• PROVIDED ENTRIES
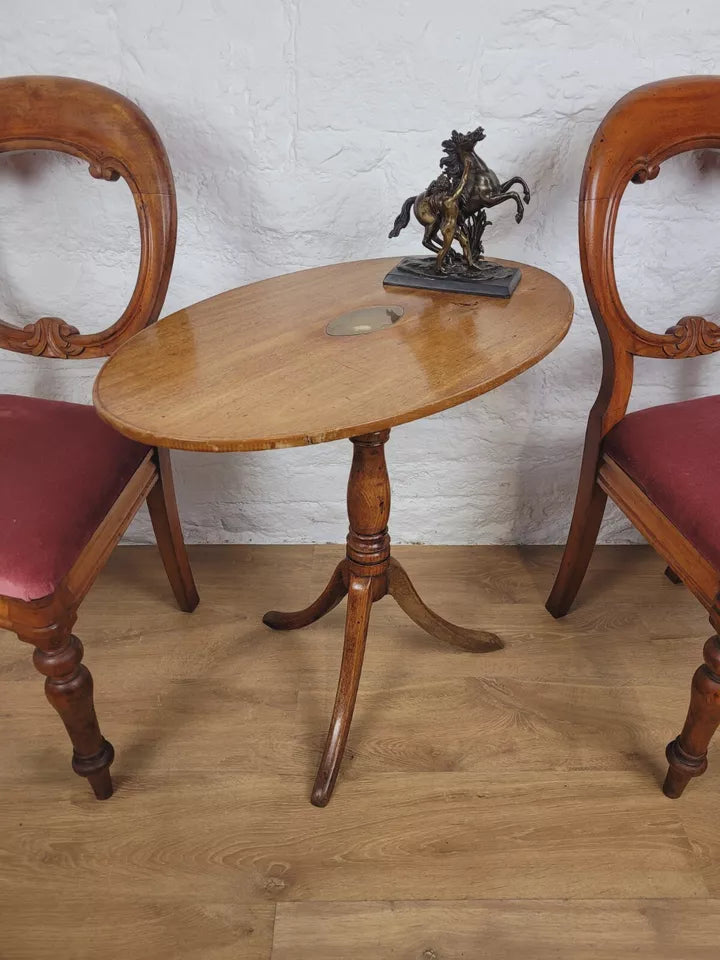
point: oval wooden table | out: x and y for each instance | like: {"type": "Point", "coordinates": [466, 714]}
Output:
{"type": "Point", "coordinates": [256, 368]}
---
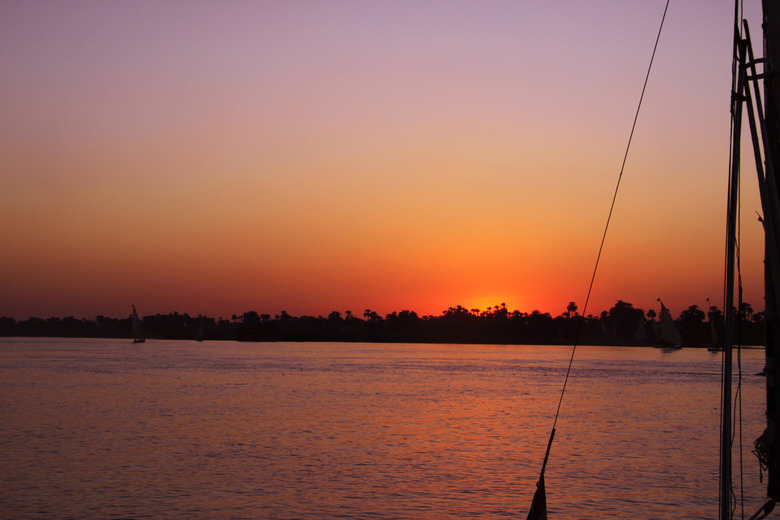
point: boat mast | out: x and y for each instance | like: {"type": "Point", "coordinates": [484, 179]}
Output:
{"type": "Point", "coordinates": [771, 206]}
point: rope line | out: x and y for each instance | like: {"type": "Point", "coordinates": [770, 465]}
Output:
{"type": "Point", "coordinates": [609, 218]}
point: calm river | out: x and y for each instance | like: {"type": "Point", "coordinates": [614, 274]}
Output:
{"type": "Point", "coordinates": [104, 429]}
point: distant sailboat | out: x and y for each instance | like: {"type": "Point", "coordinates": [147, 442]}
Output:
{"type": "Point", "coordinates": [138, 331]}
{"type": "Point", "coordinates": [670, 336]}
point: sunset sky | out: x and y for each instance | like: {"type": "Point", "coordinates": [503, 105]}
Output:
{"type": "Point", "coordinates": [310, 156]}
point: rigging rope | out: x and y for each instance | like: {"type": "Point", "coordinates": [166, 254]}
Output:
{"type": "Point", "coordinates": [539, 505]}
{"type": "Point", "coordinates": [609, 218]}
==
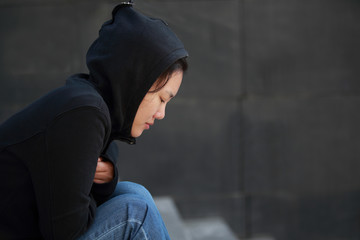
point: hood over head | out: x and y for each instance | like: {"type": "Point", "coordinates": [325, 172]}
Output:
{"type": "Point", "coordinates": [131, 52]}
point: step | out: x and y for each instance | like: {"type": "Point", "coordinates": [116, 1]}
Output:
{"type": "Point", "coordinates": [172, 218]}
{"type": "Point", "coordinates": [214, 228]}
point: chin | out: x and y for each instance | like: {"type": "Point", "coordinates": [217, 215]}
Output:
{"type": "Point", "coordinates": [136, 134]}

• EXERCISE OBJECTIVE
Count the lines in the records above that contain the string "rope", treating uppercase and lowercase as different, and reply with only the number.

• RESULT OF THIS EXERCISE
2